● **EXERCISE**: Please rewrite the rows below as a numbered list, leaving out any blank lines.

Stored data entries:
⁂
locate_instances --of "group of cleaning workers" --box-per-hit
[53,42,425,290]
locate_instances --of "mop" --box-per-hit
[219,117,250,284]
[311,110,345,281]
⁂
● **TASK SOLUTION**:
1. locate_instances --of "group of cleaning workers" --box-per-hit
2. [53,42,425,290]
3. locate_instances --of "mop" --box-per-hit
4. [219,117,250,284]
5. [311,110,345,281]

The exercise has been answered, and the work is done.